The task: Starting at the beginning of the items and ending at the line that contains "M52 37L38 43L19", write the lines out again, swapping "forearm" for "lower arm" and leaving everything else as it is. Leave the pictures out.

Source material:
⁂

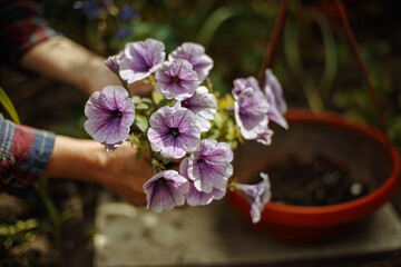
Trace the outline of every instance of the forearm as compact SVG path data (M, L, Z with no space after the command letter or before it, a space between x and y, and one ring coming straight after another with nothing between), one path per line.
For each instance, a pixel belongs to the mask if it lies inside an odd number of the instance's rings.
M113 152L100 144L57 136L43 175L97 182L134 205L146 202L143 186L154 175L147 159L135 160L128 142Z
M104 176L106 158L107 152L100 144L57 136L43 175L99 182Z
M52 37L38 43L19 65L81 89L87 95L109 85L120 85L118 77L104 63L104 58L65 37Z

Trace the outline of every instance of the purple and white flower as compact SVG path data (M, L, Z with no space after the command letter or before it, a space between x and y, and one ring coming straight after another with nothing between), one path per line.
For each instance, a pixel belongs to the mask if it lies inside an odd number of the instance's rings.
M213 199L222 199L226 194L226 187L213 188L212 192L204 192L196 189L194 181L188 177L188 158L184 158L179 165L179 174L188 179L189 191L186 195L186 200L189 206L204 206L213 201Z
M285 99L283 97L283 88L278 81L278 79L274 76L272 69L266 69L265 71L265 83L264 88L266 90L266 87L270 87L273 96L274 96L274 106L277 108L280 113L285 113L287 110L287 105L285 102ZM266 92L265 92L266 93ZM267 93L266 93L267 96Z
M233 166L229 164L233 158L228 144L204 139L189 156L188 177L199 191L212 192L214 188L225 188L233 175Z
M147 199L146 208L162 212L184 205L189 182L176 170L164 170L145 182L144 190Z
M267 131L268 108L267 99L261 90L247 88L239 93L234 103L234 115L245 139L256 139Z
M199 79L192 65L183 59L164 62L156 71L156 90L167 99L184 100L192 97Z
M200 82L205 80L213 68L213 59L205 53L205 48L198 43L184 42L168 56L169 61L174 59L189 61Z
M88 117L85 130L111 151L127 139L135 106L126 89L108 86L91 95L85 105L85 115Z
M183 158L200 141L196 116L182 107L162 107L150 116L147 132L151 149L165 158Z
M200 131L207 131L216 115L217 100L213 93L209 93L206 87L198 87L190 98L178 101L182 107L189 109L196 116Z
M252 88L254 91L261 91L257 80L252 76L250 76L246 79L244 78L235 79L234 88L232 90L234 98L237 99L238 96L247 88Z
M165 56L164 43L155 39L129 42L119 61L119 76L128 83L143 80L162 66Z
M236 184L235 190L241 192L251 205L251 217L254 224L261 220L261 212L266 202L272 198L271 184L268 176L261 172L262 181L256 185Z

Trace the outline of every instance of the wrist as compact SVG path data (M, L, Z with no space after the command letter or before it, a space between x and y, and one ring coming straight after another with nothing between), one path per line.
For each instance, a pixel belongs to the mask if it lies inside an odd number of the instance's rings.
M92 140L57 136L55 148L43 175L88 181L104 179L107 155Z

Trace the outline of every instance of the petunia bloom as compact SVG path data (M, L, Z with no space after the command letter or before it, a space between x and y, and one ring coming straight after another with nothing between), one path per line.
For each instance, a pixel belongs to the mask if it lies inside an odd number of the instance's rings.
M184 42L168 56L169 61L174 59L189 61L200 82L205 80L213 68L213 59L205 53L205 48L198 43Z
M261 172L261 177L262 181L256 185L236 184L234 186L235 190L241 192L251 205L251 217L254 224L261 220L261 212L272 197L268 176Z
M267 131L267 111L268 102L261 90L247 88L239 93L234 103L234 113L235 122L245 139L256 139Z
M213 120L216 115L217 100L206 87L198 87L190 98L184 99L179 105L195 113L200 131L211 129L209 120Z
M108 86L91 95L85 105L85 115L88 117L85 130L111 151L127 139L135 106L126 89Z
M146 208L162 212L185 202L189 182L176 170L164 170L145 182L144 190L147 199Z
M233 166L229 164L233 158L228 144L204 139L189 156L188 177L199 191L212 192L214 188L224 188L233 175Z
M186 60L164 62L156 71L156 90L167 99L184 100L192 97L199 86L199 79Z
M147 136L151 149L165 158L183 158L200 141L196 116L186 108L162 107L150 116Z
M204 192L196 189L194 181L188 177L188 158L184 158L179 165L179 174L189 182L189 191L186 194L186 200L189 206L204 206L213 201L213 199L222 199L226 194L226 187L213 188L212 192Z
M128 83L143 80L162 66L165 56L164 43L155 39L129 42L119 62L119 76Z

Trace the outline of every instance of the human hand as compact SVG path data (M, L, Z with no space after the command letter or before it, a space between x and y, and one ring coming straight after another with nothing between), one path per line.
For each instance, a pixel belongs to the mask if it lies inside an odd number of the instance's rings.
M148 157L135 160L136 151L128 142L107 154L105 175L99 184L117 192L128 202L146 205L144 184L154 176Z
M135 156L128 142L107 152L97 141L57 136L43 175L97 182L133 205L145 205L143 186L154 172L147 157L137 162Z

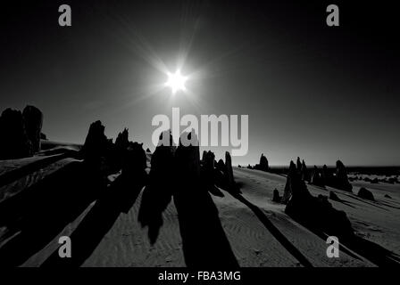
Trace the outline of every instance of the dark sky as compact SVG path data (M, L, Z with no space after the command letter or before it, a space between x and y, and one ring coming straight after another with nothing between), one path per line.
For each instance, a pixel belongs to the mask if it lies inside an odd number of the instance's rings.
M394 4L336 1L15 1L1 8L0 107L34 104L50 140L100 119L154 149L156 114L249 116L235 164L399 165L400 27ZM304 2L303 4L301 2ZM69 4L72 27L58 25ZM187 54L190 95L163 88ZM216 148L217 158L225 150Z

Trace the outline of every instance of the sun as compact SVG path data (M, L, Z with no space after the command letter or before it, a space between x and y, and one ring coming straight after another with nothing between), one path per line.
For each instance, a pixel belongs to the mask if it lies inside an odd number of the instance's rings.
M168 80L165 86L170 87L172 91L172 94L175 94L179 91L185 91L185 83L188 80L188 77L184 77L180 74L180 70L175 71L175 73L168 73Z

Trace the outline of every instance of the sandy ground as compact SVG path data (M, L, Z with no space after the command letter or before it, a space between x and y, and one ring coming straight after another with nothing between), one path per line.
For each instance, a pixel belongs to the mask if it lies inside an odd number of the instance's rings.
M62 169L71 163L79 163L72 159L57 156L59 154L0 162L0 215L7 215L1 209L11 198L18 198L18 195L32 191L29 186L57 169ZM31 167L33 162L36 165ZM313 266L375 266L364 256L353 252L352 248L347 248L346 252L342 250L339 258L328 258L326 240L288 216L284 213L284 205L271 201L275 188L282 194L286 177L237 167L234 167L234 175L241 186L243 199L239 200L225 191L224 197L212 195L212 199L218 209L221 225L229 245L240 266L304 266L304 262L299 260L299 255ZM71 180L75 178L71 177ZM110 178L113 180L115 177ZM313 195L329 195L329 191L334 191L343 202L329 201L334 208L346 211L357 235L400 255L399 184L371 184L355 181L353 185L353 194L329 187L323 189L308 185L308 188ZM372 191L376 201L357 197L360 187L366 187ZM57 187L53 191L56 192ZM384 197L385 194L390 195L391 199ZM22 248L26 247L29 254L17 254L15 265L58 265L54 263L58 258L58 238L68 235L72 240L72 255L78 254L74 252L74 248L77 248L74 244L85 248L79 256L79 265L186 266L174 200L171 200L163 211L162 225L155 243L152 245L147 227L142 228L138 221L142 196L143 191L138 193L127 213L110 212L109 216L99 213L100 209L104 208L104 201L98 200L79 208L79 210L71 216L71 220L65 220L64 224L58 225L57 230L48 232L46 240L40 240L35 247L25 244ZM48 203L56 203L51 200L60 197L52 194L48 199ZM38 232L41 226L38 225ZM21 248L17 241L29 243L27 240L29 240L22 238L18 240L21 232L12 232L9 227L4 223L0 227L0 259L2 252L10 255L12 248ZM34 232L35 224L29 224L29 229ZM206 231L204 234L207 234ZM17 240L15 244L12 243L13 240ZM288 241L289 246L283 240ZM217 256L219 253L213 254Z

⁂

Correct response:
Trace the outline of every instance of the lower arm as compact SVG path data (M, L, Z with no space after the command letter or before it, a space between x and y, and one ring coming straight after another with nothing between), one path per line.
For each instance, a pixel belongs to the mask if it lies inside an odd number of the instance's rings.
M113 152L100 144L57 136L43 175L97 182L134 205L146 202L143 186L154 175L147 159L135 160L128 142Z
M104 176L106 158L107 152L100 144L57 136L43 175L99 182Z
M52 37L38 43L19 65L81 89L87 95L109 85L120 85L118 77L104 63L104 58L65 37Z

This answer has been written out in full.